Task to carry out: Copy the listing from its start through the line containing "[[301, 301, 439, 413], [47, 209, 138, 281]]", inclusive. Leave the requests, including their format samples, unchanged, but multiply every pixel coordinate in the answer boxes by 1.85, rounding to whole numbers with halves rounded up, and omit the pictures.

━━━

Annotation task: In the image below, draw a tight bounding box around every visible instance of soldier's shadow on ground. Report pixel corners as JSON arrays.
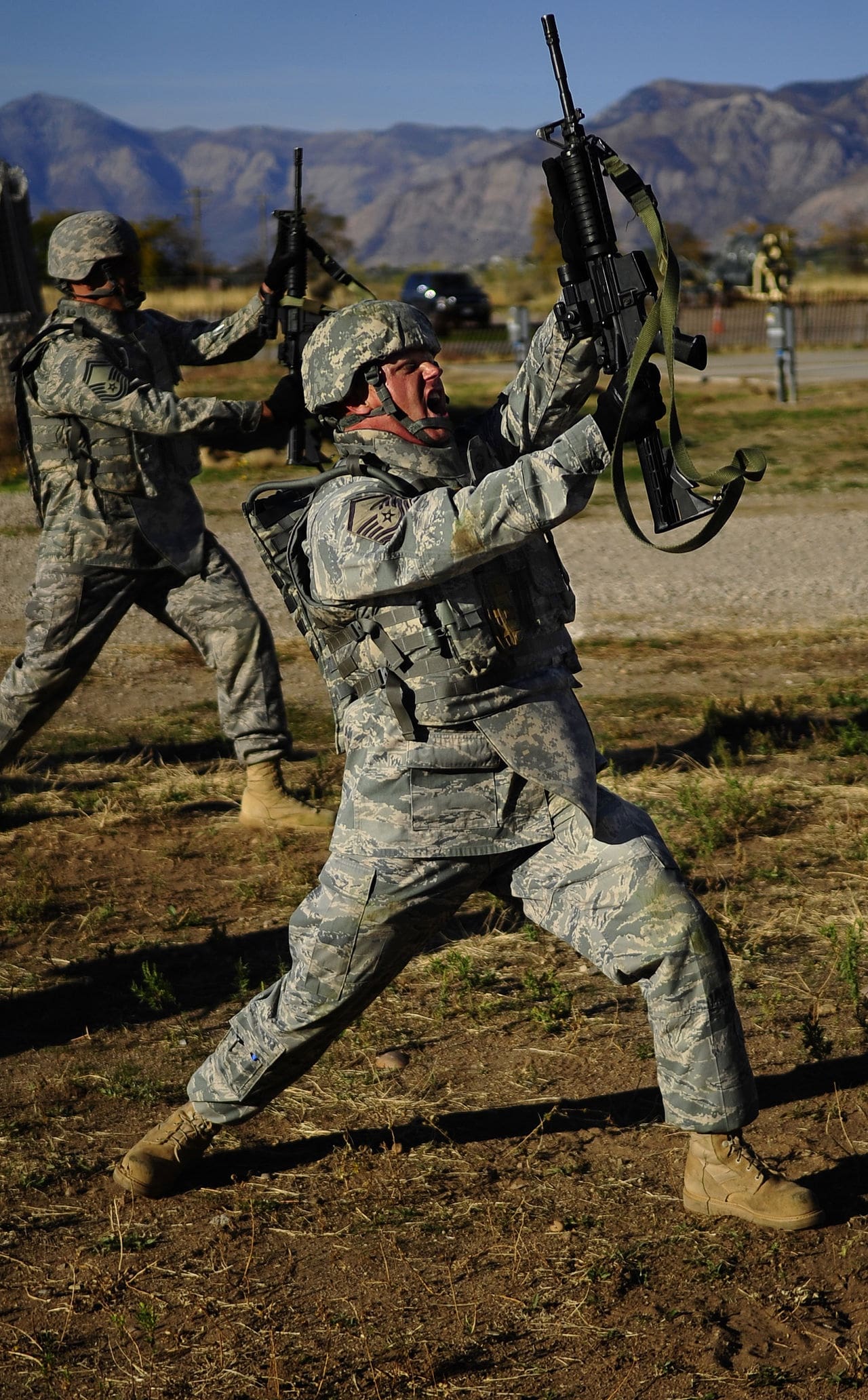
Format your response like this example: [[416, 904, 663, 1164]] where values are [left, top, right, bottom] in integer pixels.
[[203, 1086, 868, 1224], [0, 739, 317, 832], [604, 704, 868, 782]]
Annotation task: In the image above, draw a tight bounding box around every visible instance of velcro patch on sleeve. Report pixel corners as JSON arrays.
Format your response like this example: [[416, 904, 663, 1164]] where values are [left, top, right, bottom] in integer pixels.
[[347, 496, 410, 540], [84, 360, 132, 403]]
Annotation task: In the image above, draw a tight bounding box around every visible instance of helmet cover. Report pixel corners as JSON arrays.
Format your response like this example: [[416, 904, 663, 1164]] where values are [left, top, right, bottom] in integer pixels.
[[301, 301, 439, 413], [47, 209, 138, 281]]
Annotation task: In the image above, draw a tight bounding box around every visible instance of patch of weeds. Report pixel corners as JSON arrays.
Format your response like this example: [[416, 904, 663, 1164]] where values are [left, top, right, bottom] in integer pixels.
[[663, 773, 788, 856], [0, 861, 58, 938], [235, 957, 251, 997], [92, 1225, 162, 1254], [747, 1365, 791, 1391], [798, 1011, 834, 1060], [130, 962, 178, 1011], [821, 919, 868, 1029], [18, 1152, 102, 1191], [829, 1334, 868, 1391], [430, 948, 497, 1011], [133, 1299, 159, 1347], [165, 904, 199, 932], [522, 972, 572, 1035], [34, 1327, 63, 1376], [98, 1062, 164, 1103], [697, 696, 816, 764]]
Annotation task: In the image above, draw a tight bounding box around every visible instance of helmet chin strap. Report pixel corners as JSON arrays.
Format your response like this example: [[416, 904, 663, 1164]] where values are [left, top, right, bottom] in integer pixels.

━━━

The solution:
Annotation task: In the image below, draw a tight bounding box around every visible instance of soldier's shadow on ground. Report pixel corners as JSON arrays.
Format your response like this example: [[416, 904, 663, 1164]] where values are [left, top, right, bottom] in integer pixels.
[[376, 2009, 1606, 2264], [0, 1367, 586, 1539], [1117, 1302, 1606, 1447]]
Annotation task: In the image above, draw a tight bounding box around every visible instance of velcro patch on sleeve. Report pixel corners as JSON arrays.
Format your response like this example: [[416, 904, 663, 1164]] where values are [left, top, right, bottom] in integer pixels.
[[642, 918, 759, 999], [155, 666, 244, 746]]
Annotation task: In the image above, draw a tight bounding box around every visible instance of helmet cover. Report pixel corners as JSON arrays.
Format your response like this example: [[416, 904, 663, 1164]] where values are [left, top, right, bottom] in integer pixels.
[[557, 557, 812, 764], [87, 387, 255, 520]]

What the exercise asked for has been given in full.